▶ ASSIGNED TASK
Check each line of the data, and copy those where "figure" appears.

▶ DATASET ENTRIES
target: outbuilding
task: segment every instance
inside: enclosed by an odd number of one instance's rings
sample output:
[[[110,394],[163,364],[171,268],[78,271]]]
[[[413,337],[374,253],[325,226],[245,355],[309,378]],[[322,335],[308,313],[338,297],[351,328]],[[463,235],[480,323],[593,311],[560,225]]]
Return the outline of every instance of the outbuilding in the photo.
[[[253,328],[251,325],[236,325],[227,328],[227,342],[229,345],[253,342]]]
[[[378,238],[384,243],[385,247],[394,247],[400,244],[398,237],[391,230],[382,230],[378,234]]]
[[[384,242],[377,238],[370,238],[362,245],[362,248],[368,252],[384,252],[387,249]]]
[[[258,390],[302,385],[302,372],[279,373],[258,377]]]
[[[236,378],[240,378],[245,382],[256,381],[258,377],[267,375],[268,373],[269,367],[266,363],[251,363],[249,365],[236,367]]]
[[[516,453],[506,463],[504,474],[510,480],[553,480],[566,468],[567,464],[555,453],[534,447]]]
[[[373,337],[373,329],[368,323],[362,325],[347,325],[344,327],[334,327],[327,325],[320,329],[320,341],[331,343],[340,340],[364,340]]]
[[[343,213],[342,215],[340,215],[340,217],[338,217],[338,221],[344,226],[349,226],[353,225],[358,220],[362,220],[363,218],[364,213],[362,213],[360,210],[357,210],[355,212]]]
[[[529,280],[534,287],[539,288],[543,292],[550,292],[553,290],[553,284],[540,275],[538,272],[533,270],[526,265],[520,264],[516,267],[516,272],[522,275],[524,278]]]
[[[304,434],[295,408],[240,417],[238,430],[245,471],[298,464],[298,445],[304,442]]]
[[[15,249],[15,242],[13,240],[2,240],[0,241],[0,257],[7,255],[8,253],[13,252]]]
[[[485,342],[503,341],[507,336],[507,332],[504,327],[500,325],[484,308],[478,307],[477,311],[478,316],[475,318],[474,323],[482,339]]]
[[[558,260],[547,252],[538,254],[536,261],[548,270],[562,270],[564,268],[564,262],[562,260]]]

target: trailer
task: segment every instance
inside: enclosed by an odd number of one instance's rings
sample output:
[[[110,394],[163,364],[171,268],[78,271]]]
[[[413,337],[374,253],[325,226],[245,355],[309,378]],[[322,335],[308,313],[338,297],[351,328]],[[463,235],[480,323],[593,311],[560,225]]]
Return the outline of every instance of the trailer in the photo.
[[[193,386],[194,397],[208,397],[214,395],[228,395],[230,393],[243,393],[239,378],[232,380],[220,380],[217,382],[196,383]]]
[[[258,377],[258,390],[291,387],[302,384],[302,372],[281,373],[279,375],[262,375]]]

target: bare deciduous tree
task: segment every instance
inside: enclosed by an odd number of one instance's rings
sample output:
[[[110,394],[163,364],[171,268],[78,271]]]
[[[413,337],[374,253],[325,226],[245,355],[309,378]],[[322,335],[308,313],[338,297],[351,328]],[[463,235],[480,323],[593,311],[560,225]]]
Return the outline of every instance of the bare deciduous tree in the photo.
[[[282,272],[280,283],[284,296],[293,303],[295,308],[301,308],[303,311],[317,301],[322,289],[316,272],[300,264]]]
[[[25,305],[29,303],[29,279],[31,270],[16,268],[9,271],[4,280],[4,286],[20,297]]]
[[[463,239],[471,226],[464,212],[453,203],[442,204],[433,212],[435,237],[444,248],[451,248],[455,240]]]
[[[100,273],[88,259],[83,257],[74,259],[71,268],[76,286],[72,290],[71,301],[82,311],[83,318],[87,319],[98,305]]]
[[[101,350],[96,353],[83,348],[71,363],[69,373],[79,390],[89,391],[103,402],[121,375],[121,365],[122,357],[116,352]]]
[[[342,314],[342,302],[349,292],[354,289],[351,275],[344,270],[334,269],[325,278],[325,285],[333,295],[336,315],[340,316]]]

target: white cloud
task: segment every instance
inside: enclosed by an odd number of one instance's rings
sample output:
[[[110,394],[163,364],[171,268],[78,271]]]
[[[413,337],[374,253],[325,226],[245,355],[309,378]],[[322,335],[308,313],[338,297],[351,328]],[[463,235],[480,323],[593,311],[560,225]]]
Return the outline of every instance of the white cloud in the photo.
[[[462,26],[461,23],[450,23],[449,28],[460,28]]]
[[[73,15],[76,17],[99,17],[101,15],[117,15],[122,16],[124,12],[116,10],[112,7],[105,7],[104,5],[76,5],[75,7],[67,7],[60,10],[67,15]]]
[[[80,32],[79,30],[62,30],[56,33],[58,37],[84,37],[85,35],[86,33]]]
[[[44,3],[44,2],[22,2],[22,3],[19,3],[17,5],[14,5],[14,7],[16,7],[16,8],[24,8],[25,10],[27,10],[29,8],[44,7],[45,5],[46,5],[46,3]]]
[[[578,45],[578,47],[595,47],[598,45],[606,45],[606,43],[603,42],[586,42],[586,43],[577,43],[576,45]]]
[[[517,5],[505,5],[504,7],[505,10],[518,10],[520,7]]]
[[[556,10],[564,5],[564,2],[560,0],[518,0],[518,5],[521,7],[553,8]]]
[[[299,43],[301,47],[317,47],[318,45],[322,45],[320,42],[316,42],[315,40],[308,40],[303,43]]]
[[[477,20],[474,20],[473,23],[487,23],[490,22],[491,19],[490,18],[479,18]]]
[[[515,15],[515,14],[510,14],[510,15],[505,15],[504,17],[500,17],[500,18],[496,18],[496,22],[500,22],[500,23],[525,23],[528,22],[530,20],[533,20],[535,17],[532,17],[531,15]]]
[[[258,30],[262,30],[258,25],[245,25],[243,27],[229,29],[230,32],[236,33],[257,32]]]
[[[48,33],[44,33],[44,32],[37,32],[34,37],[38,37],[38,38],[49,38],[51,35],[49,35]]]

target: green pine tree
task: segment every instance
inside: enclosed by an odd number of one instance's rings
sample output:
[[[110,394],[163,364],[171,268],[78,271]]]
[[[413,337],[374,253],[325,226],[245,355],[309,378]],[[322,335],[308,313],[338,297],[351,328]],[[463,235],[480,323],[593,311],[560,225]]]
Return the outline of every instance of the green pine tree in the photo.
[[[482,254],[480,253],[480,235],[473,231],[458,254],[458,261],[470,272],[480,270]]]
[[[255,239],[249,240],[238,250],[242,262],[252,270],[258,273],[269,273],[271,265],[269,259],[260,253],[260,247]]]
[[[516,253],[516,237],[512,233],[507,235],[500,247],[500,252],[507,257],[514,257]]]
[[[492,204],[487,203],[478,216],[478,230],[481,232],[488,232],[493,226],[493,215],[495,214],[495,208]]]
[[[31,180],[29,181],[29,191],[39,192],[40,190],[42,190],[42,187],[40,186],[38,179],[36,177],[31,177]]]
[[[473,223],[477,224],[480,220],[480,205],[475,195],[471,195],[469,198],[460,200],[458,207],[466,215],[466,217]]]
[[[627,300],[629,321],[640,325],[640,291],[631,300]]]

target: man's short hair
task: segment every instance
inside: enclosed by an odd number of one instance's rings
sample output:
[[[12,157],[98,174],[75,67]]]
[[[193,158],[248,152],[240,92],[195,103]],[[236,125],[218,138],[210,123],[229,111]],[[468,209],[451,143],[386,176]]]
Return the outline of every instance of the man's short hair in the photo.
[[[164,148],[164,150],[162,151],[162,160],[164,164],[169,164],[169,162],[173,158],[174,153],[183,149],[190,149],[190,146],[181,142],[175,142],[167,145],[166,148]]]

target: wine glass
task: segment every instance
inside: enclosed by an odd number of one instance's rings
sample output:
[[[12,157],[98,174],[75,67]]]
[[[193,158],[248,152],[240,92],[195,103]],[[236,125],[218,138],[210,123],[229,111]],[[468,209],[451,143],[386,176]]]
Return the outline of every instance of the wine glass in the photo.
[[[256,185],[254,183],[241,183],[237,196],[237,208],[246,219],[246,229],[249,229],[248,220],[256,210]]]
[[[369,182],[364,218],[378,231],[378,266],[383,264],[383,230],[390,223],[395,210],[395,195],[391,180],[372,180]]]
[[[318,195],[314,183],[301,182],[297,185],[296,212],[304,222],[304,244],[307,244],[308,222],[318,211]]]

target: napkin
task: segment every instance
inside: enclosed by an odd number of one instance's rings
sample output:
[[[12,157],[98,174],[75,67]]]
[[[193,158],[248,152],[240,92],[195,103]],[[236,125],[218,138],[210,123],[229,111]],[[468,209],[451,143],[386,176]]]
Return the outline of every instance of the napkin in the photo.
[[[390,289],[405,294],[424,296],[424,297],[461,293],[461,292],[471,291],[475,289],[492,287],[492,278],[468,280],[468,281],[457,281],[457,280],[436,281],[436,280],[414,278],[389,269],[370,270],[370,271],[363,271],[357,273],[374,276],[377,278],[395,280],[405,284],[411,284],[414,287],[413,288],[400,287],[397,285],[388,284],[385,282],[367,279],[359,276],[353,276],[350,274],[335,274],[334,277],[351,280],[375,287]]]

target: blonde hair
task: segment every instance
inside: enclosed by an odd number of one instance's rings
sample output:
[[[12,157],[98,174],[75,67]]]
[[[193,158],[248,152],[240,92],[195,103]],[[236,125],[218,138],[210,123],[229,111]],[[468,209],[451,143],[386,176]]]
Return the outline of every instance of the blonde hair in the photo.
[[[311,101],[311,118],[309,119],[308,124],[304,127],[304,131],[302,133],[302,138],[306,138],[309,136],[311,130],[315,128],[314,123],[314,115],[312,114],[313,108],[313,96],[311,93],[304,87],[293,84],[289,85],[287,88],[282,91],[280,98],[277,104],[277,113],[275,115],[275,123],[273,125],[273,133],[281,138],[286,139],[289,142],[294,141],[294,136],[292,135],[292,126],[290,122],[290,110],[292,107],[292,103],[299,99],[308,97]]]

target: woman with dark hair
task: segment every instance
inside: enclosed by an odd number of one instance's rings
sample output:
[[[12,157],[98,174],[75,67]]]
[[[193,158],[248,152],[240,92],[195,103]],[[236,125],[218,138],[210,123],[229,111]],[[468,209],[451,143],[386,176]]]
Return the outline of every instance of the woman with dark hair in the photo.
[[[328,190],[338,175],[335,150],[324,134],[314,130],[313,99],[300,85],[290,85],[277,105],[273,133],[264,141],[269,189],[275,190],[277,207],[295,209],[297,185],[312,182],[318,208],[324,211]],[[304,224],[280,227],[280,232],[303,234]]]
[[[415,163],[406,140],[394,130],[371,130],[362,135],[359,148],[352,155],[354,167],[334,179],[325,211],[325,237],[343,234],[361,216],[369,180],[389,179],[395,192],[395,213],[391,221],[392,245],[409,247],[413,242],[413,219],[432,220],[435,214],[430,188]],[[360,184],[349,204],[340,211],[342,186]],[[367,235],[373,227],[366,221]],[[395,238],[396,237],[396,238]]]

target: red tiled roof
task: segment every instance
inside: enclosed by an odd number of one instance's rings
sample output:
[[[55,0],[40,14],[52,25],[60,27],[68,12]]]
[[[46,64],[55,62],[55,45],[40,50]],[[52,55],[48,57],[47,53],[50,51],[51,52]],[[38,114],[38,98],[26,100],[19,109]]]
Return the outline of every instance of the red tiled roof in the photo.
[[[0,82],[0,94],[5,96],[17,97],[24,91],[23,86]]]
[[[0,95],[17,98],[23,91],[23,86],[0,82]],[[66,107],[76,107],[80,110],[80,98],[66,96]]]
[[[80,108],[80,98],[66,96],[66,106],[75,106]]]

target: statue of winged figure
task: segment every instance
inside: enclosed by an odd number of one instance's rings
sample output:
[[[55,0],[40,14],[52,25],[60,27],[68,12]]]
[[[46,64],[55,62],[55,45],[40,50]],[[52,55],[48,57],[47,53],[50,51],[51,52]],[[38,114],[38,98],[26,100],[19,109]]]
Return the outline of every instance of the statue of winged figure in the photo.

▶ OUTPUT OF THE EXERCISE
target: statue of winged figure
Return the outline of every instance of the statue of winged figure in the photo.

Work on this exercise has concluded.